# Извлеченный текст
-------

Художник воссоздает реальность не жизни, а книги (мира-текста). Это обстоятельство подчеркнуто предуведомлением "От Биографа", датиро­ванным фантастическим для нас 2757 г. и представляющим читателю XXVIII в. явление далекой старины — мемуары якобы известного истори­ческого деятеля и писателя Палисандра Дальберга, созданные в 2044 г. Начиная с мистификации, вовлекая читающего в своеобразную игру, Соколов как бы предлагает взглянуть на рекомендуемую книгу глаза­ми человека будущего — отстраненно, "философски", "незаинтересо­ванно" (в смысле освобожденности от сиюминутных идеологических и прочих пристрастий), а на преломленные в ней события современной эпохи — под новым углом зрения, с позиций если не вечности, то, во всяком случае, постмодернизма.

Не случайно Палисандр оказывается подверженным приступам "ужебыло"* — так в шутливо-пародийной форме обозначает Соколов феномен "deja vu" — характерную примету мироощущения людей эпохи постмодерна и создаваемой в эти годы постмодернистской культуры, в основе которой и лежит идея "прошло-настояще-будущего". «Идеи новизны, питавшие искусство и политику в послево­енные годы, оцениваются как исчерпанные. Вместо "рая немедленно" нарастает ощущение того, что "будущее было вчера"» [283, с. 106]**.

* "Непогода и быстро наступавшая темнота обострили мне все инстинкты и чув­ства, и в какое-то из мгновений я понял, что далеко не впервые стою на галерее данного замка, обозревая его окрестности. Я опознал их детально. То был эффект умозрения, доказывающий регулярную обращаемость нашу на круговых путях бытия: воспоминанье о будущем, провиденье прошлого. На Западе сей феномен зовут де-жавю, у нас — ужебыло.

<...>

И когда, сминая бегонии луга, бегу я, взволнованно помолодевший, ему навстре­чу, со мною случается ужебыло — очередной его приступ.

<...>

А когда в бытность мою почти нецелованным крепостным сиротой я впервые от­четливо вспомнил, как именно все сие ужебыло — было (Вы помните? как будто не с нами, а с жабами), тогда-то моей добродетели, скромности и был положен предел (выделено нами. - Авт.)" (с. 196-197, 232, 233).

** * А неделями позже, когда, сидя в ванне и безучастно владея графиней, я вчи­тывался в некролог по Лаврентию, просматривал прочие объявления и скандалил с Оле, со мною сделалось дежавю Возникло чувство, что все это некогда уж со мною случалось — в сей жизни или предшествующей. Или случится в последующей (выделено нами. — Авт.)" (с. 119).

287

"Из глубины прошлого в беспорядке всплывают старые эстетические ценности и художественные формы, произвольно аранжирующиеся современными художниками" [283, с. 106]. В противовес контркульту­ре война с прошлым заменяется «своеобразным психоанализом куль­туры и истории, трансформировавшим крочеанский принцип "все со­временно" в девиз "все современно, исторично и относительно"» [283, с. 107].

-------

# Строки данных
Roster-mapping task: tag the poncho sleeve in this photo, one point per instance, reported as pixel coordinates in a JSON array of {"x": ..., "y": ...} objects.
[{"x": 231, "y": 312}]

-------

Укажите, каким словом, согласно извлеченному тексту, Соколов в шутливо-пародийной форме обозначает феномен дежавю. Для ответа используйте только извлеченный текст.

Словом «ужебыло».